_Exercise description_
Rewrite each of the entries below, replacing "hanging fringe" with "dangling fringe" and leaving everything else unchanged.
++++++++++++++++++++
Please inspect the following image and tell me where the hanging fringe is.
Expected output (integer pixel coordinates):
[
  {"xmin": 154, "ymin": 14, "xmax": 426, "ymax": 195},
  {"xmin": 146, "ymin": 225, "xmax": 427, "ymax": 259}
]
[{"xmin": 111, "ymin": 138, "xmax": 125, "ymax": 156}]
++++++++++++++++++++
_Finished task_
Please inspect the following image and tell me where the dangling fringe is.
Expected output (integer pixel coordinates):
[
  {"xmin": 154, "ymin": 14, "xmax": 426, "ymax": 195},
  {"xmin": 146, "ymin": 225, "xmax": 427, "ymax": 259}
]
[{"xmin": 111, "ymin": 138, "xmax": 125, "ymax": 156}]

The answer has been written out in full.